> _SELECTED EXTRACT_
==============================

# Invaluable but funny parenting advice!



## Nibblenic

Whats your funniest parentings tip for toddlers

Here is mine...

Your toddler has a serious looking rash, before you break out that glass tumbler LICK IT it will more that likely taste of jam! :haha:


----------



## aimee-lou

If everything goes quiet, they're not dead, they're doing something they shouldn't!! :haha:


----------



## Eala

If you hear "oops", it's already too late...


----------



## KarrierBag

Before you think you've discovered a birthmark on the top of LO's forehead, scratch it - it's probably leftover breakfast that missed the wetwipe!

xx


----------



## Lyndz

Give up on polishing for the next couple of years. Garenteed your hard work will shine for about 1 minute before it gets sticky finger prints on!


----------



## Kimboowee

Don't do your make up infront of them - EVER. Even boys - my 22 mon old knows how to apply lipgloss and mascara from the state I found him in yesterday


----------



## amie-leigh

it doesn't matter how well you hide things a toddler will find them 
as shown by morgan yesterday when she found my family size bar of galaxy and opened it and started eating it while i went for a pee :dohh:


----------



## flubdub

Dont buy chocolate Christmas Tree decorations. Not only will your LO pull all of the chocolate _off_ - they will pull your tree over in the process.


----------



## Eala

To a toddler, nothing is too disgusting to try and put it in their mouths...


----------



## future_numan

A clean diaper is a natural laxitive to a young toddler


----------



## MotherBeth

Just teasing here, but it's one older people have said to me a lot --

"There's hardly anything a little whiskey in the bottle won't fix!" :haha:


----------



## flubdub

future_numan said:


> A clean diaper is a natural laxitive to a young toddler

:rofl:


----------



## candyfloss

Don't teach your toddler how to turn the bathroom light off, sitting having a wee and having them run in, turn the light off then cry as it's suddenly dark isn't the most relaxing way to start the day!

And be prepared that while they're learning to speak, a lot of their words will sound rude, for example..... Tasty = tittie! Beach = b*tch! And several others......!!!


----------



## lepaskilf

Resign to the fact that you will always leave the house late and with food smeared on your back and you haven't noticed!


----------



## wannabewillow

If you give them nappy free time and they don't poo/wee in the half hour it's off for, check behind the sofa!


----------



## mommy2lilmen

Kimboowee said:


> Don't do your make up infront of them - EVER. Even boys - my 22 mon old knows how to apply lipgloss and mascara from the state I found him in yesterday

:haha:


----------



## moomoo

Eating bum cream with a toothbrush is the best thing ever!

==============================

> _MATERIALS PROVIDED_
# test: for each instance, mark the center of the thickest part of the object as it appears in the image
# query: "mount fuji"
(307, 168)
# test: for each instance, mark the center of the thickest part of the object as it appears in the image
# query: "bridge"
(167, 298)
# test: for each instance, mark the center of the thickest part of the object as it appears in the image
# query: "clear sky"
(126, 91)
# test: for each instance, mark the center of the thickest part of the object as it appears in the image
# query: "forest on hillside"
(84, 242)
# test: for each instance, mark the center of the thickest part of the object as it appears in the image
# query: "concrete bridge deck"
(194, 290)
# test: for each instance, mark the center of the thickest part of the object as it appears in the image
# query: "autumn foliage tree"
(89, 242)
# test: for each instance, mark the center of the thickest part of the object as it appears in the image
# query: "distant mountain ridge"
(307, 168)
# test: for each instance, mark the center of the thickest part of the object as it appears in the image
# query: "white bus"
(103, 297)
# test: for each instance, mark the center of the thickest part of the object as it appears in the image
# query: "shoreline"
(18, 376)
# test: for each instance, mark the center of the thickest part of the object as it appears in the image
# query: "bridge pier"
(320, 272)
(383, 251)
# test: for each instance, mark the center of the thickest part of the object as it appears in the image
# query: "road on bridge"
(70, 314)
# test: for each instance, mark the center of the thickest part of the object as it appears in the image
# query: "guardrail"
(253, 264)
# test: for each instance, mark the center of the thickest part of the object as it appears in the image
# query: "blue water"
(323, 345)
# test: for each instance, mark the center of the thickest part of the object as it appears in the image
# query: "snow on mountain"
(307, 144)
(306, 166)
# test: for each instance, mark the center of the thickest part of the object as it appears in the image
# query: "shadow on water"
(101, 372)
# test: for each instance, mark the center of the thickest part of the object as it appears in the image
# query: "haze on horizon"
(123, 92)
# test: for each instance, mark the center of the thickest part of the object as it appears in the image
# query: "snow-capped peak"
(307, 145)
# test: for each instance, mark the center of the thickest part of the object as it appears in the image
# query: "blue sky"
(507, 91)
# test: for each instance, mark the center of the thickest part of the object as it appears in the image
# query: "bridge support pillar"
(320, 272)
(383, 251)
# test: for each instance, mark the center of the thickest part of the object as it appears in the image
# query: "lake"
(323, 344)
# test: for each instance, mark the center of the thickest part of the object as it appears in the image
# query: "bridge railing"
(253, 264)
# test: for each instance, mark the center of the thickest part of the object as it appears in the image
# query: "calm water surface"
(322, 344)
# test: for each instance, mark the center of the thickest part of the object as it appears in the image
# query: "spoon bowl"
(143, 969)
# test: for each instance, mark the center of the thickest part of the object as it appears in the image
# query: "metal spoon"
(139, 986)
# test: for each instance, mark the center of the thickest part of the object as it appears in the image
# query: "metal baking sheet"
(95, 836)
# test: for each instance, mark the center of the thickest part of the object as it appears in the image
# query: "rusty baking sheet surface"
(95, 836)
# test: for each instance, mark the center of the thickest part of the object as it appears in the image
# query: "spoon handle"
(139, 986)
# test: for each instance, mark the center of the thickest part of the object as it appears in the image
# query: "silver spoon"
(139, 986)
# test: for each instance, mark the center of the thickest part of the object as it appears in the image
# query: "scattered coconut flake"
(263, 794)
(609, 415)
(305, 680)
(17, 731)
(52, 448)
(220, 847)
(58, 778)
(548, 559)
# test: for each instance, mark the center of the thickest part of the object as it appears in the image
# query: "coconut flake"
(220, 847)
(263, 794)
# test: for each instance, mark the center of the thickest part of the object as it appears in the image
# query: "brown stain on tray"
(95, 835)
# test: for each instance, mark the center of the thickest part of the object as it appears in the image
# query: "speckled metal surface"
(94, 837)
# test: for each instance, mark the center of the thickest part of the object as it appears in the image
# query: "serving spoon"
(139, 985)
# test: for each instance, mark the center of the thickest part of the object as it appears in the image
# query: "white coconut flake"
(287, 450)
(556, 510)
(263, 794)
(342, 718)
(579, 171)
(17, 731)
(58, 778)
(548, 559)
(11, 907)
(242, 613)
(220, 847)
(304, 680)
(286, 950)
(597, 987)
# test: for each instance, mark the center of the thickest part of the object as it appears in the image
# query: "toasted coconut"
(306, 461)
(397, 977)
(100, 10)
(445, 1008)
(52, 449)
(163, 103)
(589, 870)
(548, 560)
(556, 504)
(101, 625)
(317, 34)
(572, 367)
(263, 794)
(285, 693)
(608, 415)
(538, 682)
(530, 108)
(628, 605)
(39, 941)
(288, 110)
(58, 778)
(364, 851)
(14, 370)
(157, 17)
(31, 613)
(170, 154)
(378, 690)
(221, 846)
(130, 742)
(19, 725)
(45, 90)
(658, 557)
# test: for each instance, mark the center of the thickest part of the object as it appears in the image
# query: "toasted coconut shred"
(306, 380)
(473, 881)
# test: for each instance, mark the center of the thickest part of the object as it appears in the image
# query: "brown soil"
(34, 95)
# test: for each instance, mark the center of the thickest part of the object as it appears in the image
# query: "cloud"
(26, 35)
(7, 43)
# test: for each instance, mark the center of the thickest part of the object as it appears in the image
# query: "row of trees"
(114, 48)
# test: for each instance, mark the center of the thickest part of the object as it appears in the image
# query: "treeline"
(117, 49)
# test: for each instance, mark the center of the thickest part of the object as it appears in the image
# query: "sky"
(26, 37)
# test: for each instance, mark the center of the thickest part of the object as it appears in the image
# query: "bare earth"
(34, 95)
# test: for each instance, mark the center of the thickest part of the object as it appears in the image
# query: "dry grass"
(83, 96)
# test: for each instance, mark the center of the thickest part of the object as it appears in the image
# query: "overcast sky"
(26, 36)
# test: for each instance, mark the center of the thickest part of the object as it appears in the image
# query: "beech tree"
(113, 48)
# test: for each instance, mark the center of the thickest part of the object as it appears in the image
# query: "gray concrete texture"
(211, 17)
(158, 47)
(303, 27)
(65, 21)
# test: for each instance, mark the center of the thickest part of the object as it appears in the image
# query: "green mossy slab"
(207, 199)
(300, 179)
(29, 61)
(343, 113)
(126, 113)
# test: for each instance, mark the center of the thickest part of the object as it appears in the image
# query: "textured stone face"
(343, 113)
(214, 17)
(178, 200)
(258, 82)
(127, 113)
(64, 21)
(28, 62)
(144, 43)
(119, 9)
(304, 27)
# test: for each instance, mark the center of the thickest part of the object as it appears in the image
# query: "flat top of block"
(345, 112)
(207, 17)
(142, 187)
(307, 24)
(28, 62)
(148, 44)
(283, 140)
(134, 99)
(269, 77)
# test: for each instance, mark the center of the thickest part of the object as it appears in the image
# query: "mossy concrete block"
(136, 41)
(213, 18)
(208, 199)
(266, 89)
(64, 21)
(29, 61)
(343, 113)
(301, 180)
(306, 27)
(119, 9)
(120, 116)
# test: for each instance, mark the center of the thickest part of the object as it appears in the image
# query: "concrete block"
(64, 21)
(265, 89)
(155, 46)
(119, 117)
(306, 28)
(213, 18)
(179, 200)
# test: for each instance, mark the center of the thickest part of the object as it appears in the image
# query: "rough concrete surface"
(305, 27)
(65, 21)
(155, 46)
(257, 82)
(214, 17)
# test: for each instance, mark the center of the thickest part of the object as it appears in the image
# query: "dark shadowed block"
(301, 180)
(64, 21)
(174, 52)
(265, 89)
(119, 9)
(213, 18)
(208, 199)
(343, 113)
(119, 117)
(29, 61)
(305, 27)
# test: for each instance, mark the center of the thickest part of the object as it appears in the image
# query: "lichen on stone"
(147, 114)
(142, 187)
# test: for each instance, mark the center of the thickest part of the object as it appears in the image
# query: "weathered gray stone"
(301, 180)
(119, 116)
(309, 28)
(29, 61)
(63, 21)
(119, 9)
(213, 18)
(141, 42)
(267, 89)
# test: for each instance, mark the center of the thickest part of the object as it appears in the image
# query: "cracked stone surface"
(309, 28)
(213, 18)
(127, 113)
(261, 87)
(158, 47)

==============================

> _SET OF TASKS_
• A. Decide whether each statement agrees with the parenting advice thread, answering yes or no and quoting the deciding words: (i) one poster advises against buying chocolate Christmas tree decorations; (ii) candyfloss recommends teaching a toddler to turn off the bathroom light; (iii) lepaskilf says you will always leave the house late.
• B. Gather every line of the records that contains the string "concrete".
The records are unrelated to the parenting advice thread.

> _THE RESULTS_
• A.
(i) Yes: "Dont buy chocolate Christmas Tree decorations."
(ii) No: "Don't teach your toddler how to turn the bathroom light off"
(iii) Yes: "Resign to the fact that you will always leave the house late"

• B.
# query: "concrete bridge deck"
# query: "gray concrete texture"
# query: "mossy concrete block"
# query: "concrete block"
# query: "rough concrete surface"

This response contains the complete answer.